── 抜粋した文章 ──

説明

結像素子の射出成形金型および結像素子の製造方法

【課題】
射出成形における成形サイクルタイムの短縮と、スプル詰まり現象の抑制に好適な金型とこれを用いた結像素子を得るための射出成形方法の提供。
【解決手段】
射出成形用ノズルからキャビティ内に溶融樹脂を注入する際に樹脂導入路となるスプルを形成するスプルブッシュを備え、前記スプルブッシュのキャビティ側の端面(D)は楕円形状の開口部を有し、かつ該楕円形状の長半径Daと短半径Dbの比Da/Dbが1.1≦Da/Db≦2.0であり、前記スプルの断面の最大短半径bmが2.5mm〜7.5mmである、結像素子の射出成形用金型。

───
── 保存データ ──

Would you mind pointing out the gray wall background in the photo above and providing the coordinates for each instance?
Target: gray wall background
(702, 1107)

───

* _設問_
結像素子の射出成形金型についての文章を、最後の文の後から書き継げ。

* _正解_
【発明の詳細な説明】
【技術分野】
【0001】
本発明は射出成形用金型およびこれを用いる結像素子の製造方法に関する。より詳しくは糸引き及びスプル詰まり現象の起こらない結像素子の射出成形用金型およびこの金型を用いた結像素子の製造方法に関する。
【背景技術】
【0002】
射出成形用金型は、溶融樹脂の流路であるスプル部を有し、射出成形機のノズルから吐出された溶融樹脂が、このスプルおよびこれに続くランナを介して金型内のキャビティと呼ばれる空間に導入されて冷却されることにより成形品が製造される構造をしている。金型のスプル部は高温高圧の溶融樹脂が高速で流れる部分である為、摩耗が激しく、通常はスプルブッシュと呼ばれる部品を取り付け、交換可能としている例がある。
射出成形のプロセスは、溶融樹脂の充填、冷却、離形の三つのプロセスからなり、溶融樹脂の充填から離形までのプロセスを1サイクルとして、これを繰り返し行う。溶融樹脂の充填から離形までの1サイクルに要する時間をサイクルタイムと呼んでいる。
射出成形において、生産性を向上させるには、成形サイクルを短縮することが必要であり、中でも、冷却時間の短縮が重要な課題となっている。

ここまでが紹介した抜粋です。